What is required :: Tally the lines in the records below that contain the string "grassy". Give only the number.

━━━━━ Dataset records ━━━━━

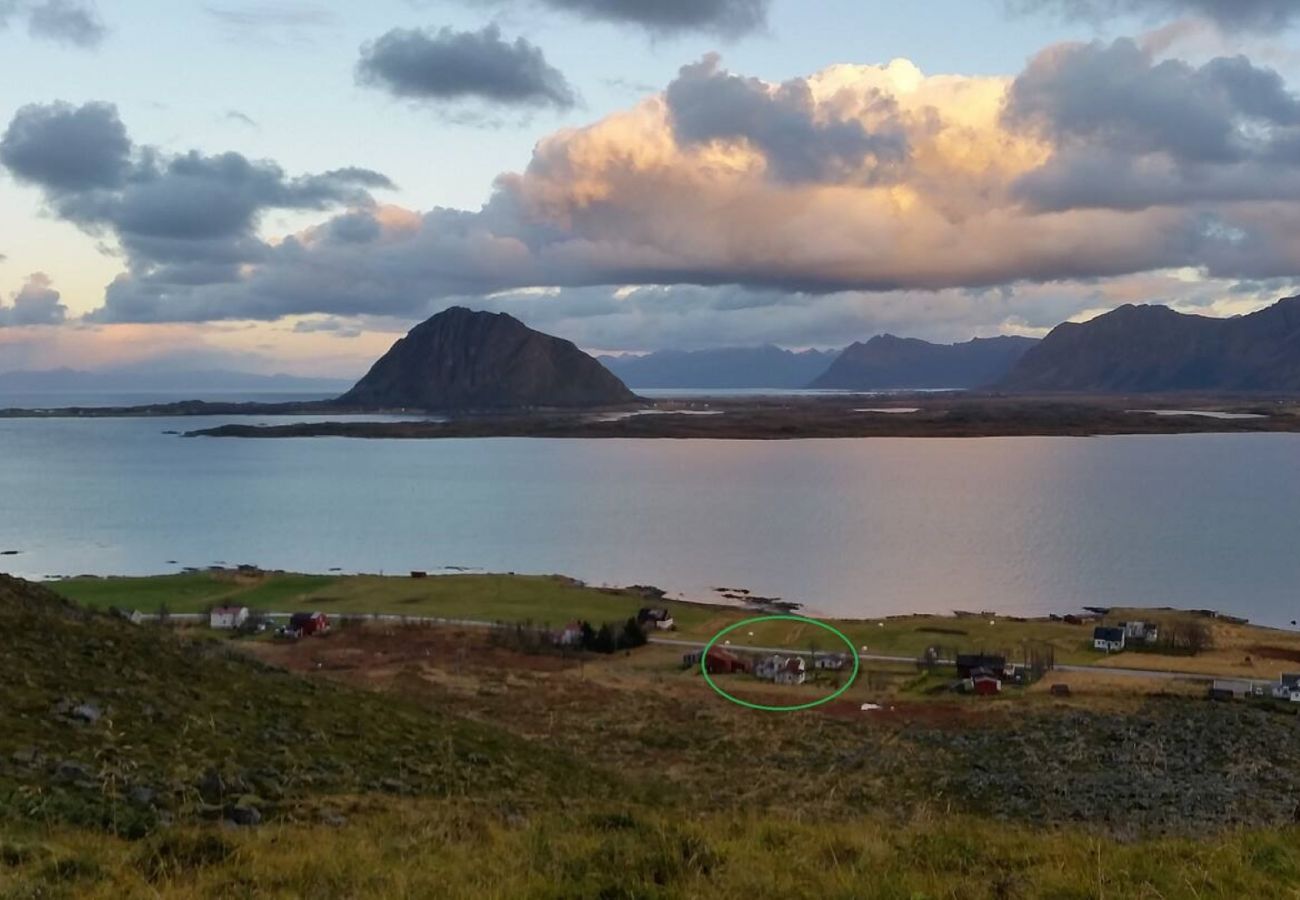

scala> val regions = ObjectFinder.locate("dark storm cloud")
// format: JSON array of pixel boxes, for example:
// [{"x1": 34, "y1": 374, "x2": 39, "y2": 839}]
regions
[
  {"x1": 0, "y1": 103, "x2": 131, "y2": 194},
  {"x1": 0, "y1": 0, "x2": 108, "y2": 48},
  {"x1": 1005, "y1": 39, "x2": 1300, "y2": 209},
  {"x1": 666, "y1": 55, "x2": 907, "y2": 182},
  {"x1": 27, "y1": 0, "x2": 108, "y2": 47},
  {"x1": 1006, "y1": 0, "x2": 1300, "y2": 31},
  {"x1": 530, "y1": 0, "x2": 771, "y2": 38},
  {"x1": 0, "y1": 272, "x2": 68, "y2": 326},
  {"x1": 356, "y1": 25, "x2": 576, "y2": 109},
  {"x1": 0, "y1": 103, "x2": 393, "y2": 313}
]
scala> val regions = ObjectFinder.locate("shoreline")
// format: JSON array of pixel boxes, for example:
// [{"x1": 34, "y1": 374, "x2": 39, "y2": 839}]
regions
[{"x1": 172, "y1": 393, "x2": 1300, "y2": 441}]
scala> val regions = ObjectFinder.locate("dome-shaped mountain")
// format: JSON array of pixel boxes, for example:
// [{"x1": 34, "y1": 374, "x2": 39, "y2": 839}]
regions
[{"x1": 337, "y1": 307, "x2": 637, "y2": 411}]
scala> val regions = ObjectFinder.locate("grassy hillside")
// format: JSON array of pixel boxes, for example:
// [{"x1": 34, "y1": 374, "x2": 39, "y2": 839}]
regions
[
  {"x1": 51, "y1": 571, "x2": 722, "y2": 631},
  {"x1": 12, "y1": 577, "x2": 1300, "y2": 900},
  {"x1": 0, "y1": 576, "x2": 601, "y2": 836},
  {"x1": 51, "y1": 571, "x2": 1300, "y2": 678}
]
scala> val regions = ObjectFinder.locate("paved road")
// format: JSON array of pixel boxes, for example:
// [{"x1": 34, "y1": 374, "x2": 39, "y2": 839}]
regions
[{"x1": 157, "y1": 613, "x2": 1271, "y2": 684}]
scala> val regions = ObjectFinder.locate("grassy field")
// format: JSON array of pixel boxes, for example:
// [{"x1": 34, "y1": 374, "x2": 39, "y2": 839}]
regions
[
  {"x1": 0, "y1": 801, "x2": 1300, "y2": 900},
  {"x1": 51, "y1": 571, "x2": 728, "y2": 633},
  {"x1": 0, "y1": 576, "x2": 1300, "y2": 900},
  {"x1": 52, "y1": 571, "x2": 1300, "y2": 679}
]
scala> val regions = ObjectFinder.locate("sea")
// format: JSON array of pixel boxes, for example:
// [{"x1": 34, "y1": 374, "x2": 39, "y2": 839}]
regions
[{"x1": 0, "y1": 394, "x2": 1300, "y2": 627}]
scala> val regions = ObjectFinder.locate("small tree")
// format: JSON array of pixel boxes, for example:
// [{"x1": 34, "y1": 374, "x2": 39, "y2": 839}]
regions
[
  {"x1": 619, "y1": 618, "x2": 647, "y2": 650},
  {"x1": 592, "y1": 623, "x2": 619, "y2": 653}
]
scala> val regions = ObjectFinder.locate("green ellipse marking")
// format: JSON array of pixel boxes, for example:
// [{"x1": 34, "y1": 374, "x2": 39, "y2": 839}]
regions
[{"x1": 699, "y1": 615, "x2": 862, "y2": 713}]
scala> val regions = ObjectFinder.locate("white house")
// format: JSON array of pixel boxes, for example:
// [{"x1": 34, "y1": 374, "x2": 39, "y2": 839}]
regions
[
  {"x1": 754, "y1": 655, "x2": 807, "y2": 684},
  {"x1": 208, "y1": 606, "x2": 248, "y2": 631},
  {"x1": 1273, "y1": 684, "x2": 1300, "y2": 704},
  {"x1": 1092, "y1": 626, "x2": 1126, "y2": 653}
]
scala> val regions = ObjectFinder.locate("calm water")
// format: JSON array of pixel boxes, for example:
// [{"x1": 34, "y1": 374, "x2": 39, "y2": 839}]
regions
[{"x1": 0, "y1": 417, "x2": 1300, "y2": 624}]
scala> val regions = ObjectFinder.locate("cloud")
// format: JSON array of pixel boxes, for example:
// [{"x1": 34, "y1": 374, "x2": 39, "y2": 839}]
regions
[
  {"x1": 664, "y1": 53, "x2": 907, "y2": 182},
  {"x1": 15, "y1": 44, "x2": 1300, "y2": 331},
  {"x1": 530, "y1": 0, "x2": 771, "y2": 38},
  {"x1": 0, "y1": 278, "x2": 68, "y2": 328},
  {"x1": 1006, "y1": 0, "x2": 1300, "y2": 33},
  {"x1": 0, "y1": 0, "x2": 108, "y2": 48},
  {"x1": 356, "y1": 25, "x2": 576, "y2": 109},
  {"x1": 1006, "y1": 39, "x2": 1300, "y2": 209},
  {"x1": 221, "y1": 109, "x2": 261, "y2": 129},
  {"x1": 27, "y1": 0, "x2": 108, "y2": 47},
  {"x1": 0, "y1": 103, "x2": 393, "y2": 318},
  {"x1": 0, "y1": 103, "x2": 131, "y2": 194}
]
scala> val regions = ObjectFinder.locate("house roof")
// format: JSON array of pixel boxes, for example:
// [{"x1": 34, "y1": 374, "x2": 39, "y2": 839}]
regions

━━━━━

The result :: 2